== RECORDS FOR THIS TASK
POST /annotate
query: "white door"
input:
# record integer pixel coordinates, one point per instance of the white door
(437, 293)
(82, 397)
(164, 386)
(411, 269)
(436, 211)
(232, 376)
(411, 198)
====
■ JOB
Copy these entries line for line, without changing anything.

■ EXERCISE SOLUTION
POST /annotate
query: "white door"
input:
# record integer pixel coordinates, one point per instance of the white door
(437, 293)
(82, 397)
(164, 386)
(411, 269)
(436, 211)
(232, 376)
(411, 198)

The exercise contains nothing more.